• [Exercise description]: With respect to the word "shadow", report how many lines of the following listing include it. Give nothing but the number.

==== Data section

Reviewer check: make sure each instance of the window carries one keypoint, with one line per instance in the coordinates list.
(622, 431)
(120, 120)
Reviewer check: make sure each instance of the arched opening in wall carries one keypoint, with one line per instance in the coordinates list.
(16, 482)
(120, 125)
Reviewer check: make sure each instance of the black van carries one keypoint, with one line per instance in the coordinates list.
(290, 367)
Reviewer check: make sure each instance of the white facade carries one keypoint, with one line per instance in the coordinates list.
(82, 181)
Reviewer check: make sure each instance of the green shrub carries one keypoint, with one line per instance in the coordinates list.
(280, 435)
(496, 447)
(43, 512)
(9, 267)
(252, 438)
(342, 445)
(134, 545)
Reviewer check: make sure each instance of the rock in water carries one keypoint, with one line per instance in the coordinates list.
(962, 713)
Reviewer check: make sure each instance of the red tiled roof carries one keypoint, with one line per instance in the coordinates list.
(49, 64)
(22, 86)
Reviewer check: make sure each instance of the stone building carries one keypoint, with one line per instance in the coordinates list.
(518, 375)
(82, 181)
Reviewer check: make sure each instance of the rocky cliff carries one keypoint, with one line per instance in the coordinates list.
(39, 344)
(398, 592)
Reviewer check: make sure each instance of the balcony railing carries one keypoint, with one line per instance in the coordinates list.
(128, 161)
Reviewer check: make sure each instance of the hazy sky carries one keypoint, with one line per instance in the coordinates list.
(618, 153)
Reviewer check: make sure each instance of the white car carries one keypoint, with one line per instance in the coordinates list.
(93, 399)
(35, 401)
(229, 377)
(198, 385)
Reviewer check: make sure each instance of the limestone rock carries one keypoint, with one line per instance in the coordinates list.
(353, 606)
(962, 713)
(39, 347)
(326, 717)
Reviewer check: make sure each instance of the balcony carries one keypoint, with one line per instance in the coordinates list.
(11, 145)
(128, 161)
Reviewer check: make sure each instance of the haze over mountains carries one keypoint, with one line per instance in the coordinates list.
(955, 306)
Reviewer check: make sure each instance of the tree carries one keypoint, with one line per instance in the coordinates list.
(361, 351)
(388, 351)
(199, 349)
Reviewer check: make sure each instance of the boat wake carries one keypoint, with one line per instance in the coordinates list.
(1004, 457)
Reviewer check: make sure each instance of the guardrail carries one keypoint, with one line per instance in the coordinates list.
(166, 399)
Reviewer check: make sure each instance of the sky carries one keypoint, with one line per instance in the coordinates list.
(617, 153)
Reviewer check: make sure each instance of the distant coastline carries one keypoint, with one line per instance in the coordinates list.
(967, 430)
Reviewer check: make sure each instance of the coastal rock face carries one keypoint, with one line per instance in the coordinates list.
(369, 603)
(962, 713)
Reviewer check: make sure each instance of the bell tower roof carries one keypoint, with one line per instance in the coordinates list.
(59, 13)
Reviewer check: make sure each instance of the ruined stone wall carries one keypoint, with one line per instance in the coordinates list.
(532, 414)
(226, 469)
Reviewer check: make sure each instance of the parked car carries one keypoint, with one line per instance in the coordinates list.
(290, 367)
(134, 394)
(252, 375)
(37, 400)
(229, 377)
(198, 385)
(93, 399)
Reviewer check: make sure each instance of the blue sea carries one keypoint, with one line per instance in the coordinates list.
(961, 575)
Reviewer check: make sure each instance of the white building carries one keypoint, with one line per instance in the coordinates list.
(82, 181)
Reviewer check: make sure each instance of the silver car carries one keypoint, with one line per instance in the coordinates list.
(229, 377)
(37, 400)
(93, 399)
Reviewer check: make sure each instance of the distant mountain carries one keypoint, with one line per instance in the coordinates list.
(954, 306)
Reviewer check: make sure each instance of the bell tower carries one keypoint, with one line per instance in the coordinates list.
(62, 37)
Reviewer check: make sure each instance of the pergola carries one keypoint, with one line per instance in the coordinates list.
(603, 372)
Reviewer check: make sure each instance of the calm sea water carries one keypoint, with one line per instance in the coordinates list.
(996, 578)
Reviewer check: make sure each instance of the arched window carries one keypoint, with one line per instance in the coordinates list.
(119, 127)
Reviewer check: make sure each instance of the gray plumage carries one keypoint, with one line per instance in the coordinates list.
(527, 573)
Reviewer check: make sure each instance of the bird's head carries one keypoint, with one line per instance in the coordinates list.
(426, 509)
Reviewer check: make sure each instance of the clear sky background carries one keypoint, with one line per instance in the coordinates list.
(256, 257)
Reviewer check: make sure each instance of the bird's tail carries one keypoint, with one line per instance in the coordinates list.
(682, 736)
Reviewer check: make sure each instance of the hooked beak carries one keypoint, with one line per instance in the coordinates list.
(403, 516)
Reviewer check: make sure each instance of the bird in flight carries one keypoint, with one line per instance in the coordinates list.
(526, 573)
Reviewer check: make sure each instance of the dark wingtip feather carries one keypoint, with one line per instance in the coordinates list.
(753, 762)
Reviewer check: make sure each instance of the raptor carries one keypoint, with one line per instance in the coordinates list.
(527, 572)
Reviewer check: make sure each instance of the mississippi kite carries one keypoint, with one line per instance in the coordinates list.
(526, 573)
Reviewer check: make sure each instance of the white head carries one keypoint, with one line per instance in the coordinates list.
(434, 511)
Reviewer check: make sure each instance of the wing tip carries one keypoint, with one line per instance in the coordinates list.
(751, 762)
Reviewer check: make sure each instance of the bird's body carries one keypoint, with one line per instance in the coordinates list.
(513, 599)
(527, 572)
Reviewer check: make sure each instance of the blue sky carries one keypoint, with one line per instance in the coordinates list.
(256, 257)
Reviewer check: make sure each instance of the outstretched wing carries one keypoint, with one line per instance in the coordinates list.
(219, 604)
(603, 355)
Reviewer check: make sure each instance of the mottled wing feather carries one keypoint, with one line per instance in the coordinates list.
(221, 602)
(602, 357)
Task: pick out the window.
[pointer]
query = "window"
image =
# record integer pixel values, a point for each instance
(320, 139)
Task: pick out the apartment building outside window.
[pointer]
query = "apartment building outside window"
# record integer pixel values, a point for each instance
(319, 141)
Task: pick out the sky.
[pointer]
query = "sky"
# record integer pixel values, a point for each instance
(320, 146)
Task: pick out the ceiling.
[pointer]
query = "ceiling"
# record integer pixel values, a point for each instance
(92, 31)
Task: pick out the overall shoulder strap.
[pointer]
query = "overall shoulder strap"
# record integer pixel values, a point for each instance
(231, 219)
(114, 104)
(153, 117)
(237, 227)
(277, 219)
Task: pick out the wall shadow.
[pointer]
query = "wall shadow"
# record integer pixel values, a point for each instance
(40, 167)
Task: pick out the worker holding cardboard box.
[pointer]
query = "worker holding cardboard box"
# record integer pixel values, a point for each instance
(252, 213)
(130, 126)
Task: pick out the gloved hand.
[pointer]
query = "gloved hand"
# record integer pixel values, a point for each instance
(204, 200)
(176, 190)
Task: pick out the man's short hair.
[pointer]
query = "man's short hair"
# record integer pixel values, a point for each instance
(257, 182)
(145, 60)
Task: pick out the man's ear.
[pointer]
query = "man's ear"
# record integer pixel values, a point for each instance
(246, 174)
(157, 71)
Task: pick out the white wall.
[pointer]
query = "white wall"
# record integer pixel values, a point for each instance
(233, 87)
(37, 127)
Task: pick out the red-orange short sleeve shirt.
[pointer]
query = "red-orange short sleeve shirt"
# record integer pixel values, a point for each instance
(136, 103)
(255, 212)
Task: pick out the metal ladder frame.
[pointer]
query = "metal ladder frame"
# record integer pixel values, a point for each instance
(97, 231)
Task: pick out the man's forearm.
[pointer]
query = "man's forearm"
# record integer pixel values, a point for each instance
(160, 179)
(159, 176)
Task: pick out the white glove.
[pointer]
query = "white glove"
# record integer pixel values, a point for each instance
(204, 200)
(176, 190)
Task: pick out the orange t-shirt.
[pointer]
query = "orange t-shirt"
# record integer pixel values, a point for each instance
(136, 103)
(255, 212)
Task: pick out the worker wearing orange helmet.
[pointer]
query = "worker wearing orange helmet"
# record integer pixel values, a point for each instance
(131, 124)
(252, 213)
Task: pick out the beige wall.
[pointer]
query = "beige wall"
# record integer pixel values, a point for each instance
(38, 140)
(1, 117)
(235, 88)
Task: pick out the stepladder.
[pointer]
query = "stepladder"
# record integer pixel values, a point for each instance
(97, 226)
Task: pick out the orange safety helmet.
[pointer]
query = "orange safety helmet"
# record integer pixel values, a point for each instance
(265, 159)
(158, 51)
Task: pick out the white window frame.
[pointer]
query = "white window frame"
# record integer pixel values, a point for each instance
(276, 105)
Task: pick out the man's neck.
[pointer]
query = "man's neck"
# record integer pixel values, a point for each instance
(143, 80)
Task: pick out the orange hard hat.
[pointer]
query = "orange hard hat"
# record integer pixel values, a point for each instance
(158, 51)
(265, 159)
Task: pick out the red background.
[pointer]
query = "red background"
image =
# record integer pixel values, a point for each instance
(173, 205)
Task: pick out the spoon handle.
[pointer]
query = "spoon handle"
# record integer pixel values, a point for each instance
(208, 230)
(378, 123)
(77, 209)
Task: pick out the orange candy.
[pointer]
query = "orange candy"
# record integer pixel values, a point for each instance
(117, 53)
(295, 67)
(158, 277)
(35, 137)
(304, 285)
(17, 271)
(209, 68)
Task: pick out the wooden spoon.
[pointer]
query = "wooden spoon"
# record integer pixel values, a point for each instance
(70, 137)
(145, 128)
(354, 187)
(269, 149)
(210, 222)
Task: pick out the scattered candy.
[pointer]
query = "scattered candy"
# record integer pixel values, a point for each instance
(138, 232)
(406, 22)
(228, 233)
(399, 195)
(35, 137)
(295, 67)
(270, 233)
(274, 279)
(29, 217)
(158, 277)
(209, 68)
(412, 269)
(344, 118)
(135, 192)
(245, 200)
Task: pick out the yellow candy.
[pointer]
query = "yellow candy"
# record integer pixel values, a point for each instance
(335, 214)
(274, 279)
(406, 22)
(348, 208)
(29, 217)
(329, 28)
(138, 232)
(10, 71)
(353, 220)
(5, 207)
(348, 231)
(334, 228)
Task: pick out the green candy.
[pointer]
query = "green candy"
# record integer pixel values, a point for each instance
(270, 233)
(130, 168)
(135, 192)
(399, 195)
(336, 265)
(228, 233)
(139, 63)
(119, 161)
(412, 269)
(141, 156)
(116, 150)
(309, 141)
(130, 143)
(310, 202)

========

• [Written reply]: 2